> **What is asked**: Format the material below as a numbered list with blank lines omitted. Start at the line containing "Indicate the tree" and continue through the last line of the material.

> **Data section**:
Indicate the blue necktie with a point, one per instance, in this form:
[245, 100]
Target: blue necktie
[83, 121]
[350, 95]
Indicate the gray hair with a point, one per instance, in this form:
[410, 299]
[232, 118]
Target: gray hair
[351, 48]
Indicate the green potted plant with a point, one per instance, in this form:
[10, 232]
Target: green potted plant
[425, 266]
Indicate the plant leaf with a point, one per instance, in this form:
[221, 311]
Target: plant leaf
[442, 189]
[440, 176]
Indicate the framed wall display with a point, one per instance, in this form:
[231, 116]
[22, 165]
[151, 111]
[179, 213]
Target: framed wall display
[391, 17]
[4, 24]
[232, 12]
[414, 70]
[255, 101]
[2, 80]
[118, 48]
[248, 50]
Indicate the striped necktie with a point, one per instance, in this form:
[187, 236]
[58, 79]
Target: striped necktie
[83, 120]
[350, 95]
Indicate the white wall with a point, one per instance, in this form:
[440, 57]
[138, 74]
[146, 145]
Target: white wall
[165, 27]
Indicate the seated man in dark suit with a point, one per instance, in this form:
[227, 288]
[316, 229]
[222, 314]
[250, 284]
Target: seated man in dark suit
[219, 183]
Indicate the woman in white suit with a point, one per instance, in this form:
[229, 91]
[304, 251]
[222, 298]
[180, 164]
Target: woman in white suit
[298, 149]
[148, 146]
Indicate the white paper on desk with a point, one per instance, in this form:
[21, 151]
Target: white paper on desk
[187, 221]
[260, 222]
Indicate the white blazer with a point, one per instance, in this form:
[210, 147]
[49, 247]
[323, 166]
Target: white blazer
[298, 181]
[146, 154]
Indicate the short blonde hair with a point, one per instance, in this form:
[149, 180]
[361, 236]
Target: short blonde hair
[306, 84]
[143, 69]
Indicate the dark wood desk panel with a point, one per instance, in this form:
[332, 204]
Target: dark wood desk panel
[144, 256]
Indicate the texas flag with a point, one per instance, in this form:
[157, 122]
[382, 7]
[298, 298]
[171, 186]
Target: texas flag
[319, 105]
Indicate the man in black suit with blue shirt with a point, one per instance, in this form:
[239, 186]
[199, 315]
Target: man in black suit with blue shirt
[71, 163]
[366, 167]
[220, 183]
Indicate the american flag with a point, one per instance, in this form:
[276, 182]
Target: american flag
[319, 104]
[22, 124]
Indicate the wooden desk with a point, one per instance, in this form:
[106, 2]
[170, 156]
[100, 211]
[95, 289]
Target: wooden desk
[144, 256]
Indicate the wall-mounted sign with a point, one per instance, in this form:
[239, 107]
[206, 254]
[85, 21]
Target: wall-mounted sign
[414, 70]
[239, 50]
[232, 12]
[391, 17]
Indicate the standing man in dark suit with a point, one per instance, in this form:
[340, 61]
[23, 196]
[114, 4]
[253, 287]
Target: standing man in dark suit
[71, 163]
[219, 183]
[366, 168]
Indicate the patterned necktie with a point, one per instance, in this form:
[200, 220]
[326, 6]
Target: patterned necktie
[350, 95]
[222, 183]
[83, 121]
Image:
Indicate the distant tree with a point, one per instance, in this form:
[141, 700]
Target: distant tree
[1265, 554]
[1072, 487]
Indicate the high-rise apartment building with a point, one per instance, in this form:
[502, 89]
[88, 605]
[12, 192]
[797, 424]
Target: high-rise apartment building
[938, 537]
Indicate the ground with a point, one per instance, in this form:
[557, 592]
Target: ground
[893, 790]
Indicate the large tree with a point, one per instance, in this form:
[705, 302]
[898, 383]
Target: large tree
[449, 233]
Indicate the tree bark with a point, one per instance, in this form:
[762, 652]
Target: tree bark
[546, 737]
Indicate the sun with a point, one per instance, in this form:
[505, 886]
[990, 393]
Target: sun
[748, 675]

> **Finished task**:
1. Indicate the tree bark with a point, one per instance, in this form:
2. [762, 652]
3. Target: tree bark
4. [546, 737]
5. Indicate the sun with a point, one per instance, in this form:
6. [505, 886]
7. [990, 393]
8. Target: sun
9. [748, 675]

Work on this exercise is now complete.